**** Material supplied ****
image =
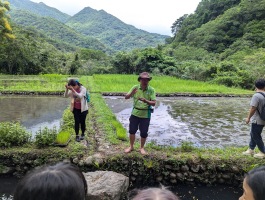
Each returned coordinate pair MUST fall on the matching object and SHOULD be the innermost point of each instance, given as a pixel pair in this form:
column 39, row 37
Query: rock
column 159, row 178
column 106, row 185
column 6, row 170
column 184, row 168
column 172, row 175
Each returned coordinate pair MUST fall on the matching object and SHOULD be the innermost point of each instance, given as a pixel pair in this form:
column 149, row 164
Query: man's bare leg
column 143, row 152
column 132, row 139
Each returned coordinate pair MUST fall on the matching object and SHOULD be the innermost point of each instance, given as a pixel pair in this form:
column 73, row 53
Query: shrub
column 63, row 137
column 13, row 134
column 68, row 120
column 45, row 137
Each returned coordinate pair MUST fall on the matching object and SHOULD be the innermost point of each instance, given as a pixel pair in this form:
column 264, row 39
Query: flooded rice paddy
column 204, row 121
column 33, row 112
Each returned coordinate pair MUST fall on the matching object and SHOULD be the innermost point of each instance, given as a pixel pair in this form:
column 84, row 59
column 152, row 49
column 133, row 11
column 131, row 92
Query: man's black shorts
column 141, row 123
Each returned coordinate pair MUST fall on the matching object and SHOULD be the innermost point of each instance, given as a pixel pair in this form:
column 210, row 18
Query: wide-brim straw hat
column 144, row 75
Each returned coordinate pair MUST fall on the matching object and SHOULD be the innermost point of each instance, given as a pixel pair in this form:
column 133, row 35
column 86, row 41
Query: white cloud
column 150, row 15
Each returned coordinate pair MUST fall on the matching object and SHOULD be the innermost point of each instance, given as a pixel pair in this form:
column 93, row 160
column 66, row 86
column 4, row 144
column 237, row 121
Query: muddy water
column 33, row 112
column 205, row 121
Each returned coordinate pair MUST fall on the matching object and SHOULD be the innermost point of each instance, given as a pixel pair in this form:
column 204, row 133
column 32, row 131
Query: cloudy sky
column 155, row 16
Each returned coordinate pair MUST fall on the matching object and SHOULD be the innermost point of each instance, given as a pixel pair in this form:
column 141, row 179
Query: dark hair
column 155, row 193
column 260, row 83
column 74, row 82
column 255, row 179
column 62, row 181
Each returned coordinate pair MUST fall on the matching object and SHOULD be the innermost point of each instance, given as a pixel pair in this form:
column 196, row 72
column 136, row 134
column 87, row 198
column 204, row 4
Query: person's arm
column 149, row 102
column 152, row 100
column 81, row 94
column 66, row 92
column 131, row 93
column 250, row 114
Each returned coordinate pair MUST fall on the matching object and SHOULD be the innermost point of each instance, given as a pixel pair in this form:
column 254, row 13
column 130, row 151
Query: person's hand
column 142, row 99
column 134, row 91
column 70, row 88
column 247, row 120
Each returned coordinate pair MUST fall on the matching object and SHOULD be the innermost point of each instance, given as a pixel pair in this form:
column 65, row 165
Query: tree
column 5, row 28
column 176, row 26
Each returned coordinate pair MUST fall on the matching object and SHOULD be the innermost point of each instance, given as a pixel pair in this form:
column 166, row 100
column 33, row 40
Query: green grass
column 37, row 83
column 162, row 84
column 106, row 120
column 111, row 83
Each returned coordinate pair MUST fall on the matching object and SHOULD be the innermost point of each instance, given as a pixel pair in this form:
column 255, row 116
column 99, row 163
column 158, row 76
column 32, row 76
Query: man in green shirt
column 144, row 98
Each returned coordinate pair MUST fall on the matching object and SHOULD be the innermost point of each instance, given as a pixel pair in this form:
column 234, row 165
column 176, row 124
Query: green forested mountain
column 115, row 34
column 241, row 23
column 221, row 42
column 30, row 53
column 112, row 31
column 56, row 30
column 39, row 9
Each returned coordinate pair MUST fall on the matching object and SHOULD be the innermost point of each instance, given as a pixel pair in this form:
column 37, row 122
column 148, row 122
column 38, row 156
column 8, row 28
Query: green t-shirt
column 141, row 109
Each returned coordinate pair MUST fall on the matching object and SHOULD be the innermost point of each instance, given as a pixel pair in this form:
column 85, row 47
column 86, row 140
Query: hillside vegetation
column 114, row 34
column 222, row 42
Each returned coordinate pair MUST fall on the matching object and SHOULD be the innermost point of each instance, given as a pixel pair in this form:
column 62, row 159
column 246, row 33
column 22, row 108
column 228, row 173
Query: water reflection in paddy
****
#### Task description
Copy every row above word for word, leaving out the pictures.

#### Expected output
image =
Each returned coordinate pair MUST fall on the matching object and SHOULD be the innermost point of each instance, given as a pixel pair in this form:
column 39, row 37
Query: rock
column 159, row 178
column 106, row 185
column 6, row 170
column 184, row 168
column 172, row 175
Each returned coordinate pair MUST fall on the matching object and SHOULD be the innermost point of each instance, given as a pixel pair in this form:
column 149, row 164
Query: man's bare leg
column 143, row 152
column 132, row 139
Each returned coordinate pair MUST fall on the matching object and SHOULD be the innermost point of each instance, given as a pixel pair in this form:
column 73, row 53
Query: shrub
column 63, row 137
column 13, row 134
column 68, row 120
column 45, row 137
Each returned coordinate pair MUST fall on the matching object and SHOULD be the innermost point of each instance, given as a pixel pair in this form:
column 264, row 39
Query: flooded rice paddy
column 204, row 121
column 33, row 112
Each returned coordinate pair MUST fall on the matching object and SHOULD be the innermost point of each instance, given as a pixel pair in this form:
column 84, row 59
column 152, row 49
column 133, row 11
column 131, row 92
Query: man's black shorts
column 141, row 123
Each returned coordinate pair MUST fall on the matching object and SHOULD be the innermost point of each instance, given as a pixel pair in this form:
column 210, row 18
Query: wide-brim straw hat
column 144, row 75
Each returned coordinate pair MUST fall on the matching object and SHOULD be the innermost point of each instance, given as a pixel pair in this form:
column 133, row 35
column 86, row 41
Query: white cloud
column 150, row 15
Each returned coordinate pair MUST fall on the matching object and SHOULD be the innermost point of each instance, given as a pixel pair in this form:
column 93, row 160
column 66, row 86
column 4, row 144
column 237, row 121
Query: muddy water
column 33, row 112
column 205, row 121
Each returned coordinate pair MUST fall on the matching object and SHOULD be the innermost point of each instance, given as a pixel pair in this form:
column 204, row 133
column 32, row 131
Query: cloudy sky
column 155, row 16
Each returned coordinate pair MUST fall on the matching object and SHOULD be the innermost point of each instance, given as a pixel pair in this form:
column 141, row 179
Query: dark hair
column 155, row 193
column 260, row 83
column 74, row 82
column 255, row 179
column 62, row 181
Each returned coordinate pair MUST fall on the matching object and SHOULD be the innermost point of each instance, given as a pixel pair in this form:
column 196, row 72
column 136, row 134
column 87, row 198
column 204, row 4
Query: person's arm
column 149, row 102
column 152, row 100
column 81, row 94
column 66, row 92
column 131, row 93
column 250, row 114
Each returned coordinate pair MUST fall on the matching object and SHOULD be the innermost point of each instance, given as a pixel pair in this form:
column 254, row 13
column 130, row 151
Query: person's hand
column 142, row 99
column 134, row 91
column 70, row 88
column 247, row 120
Each returned coordinate pair MUST fall on the matching object and SHOULD be the innermost point of each instance, given as a pixel pair in this form:
column 65, row 165
Query: tree
column 5, row 28
column 176, row 26
Each returned coordinate pair MUST fall on the matching object and SHOULD be the innermost point of each instance, given as a pixel pair in this form:
column 166, row 100
column 33, row 40
Query: green grass
column 37, row 83
column 162, row 84
column 106, row 120
column 111, row 83
Each returned coordinate pair MUST fall on the matching object and SHOULD be the innermost point of each instance, given as a pixel pair in this form:
column 255, row 116
column 99, row 163
column 158, row 76
column 32, row 76
Query: man in green shirt
column 144, row 98
Each returned coordinate pair MUST fall on the matching object and SHOULD be the innermost point of each instance, given as a pixel pair in this form:
column 234, row 165
column 176, row 124
Query: green forested mountain
column 115, row 34
column 241, row 23
column 221, row 42
column 30, row 53
column 112, row 31
column 56, row 30
column 39, row 9
Each returned coordinate pair MUST fall on the matching object and SHOULD be the innermost point of each instance, given as a pixel pair in this form:
column 37, row 122
column 148, row 122
column 38, row 156
column 8, row 28
Query: green t-shirt
column 141, row 109
Each returned coordinate pair MUST fall on the matching object and SHOULD be the innermost point of each instance, given as a pixel pair in this form:
column 85, row 47
column 86, row 140
Query: hillside vegetation
column 114, row 34
column 222, row 42
Each returned coordinate pair MUST fall on the matching object and SHOULD be the innermost point of each instance, given as a pixel pair in this form:
column 62, row 159
column 246, row 33
column 22, row 108
column 228, row 173
Query: water reflection in paddy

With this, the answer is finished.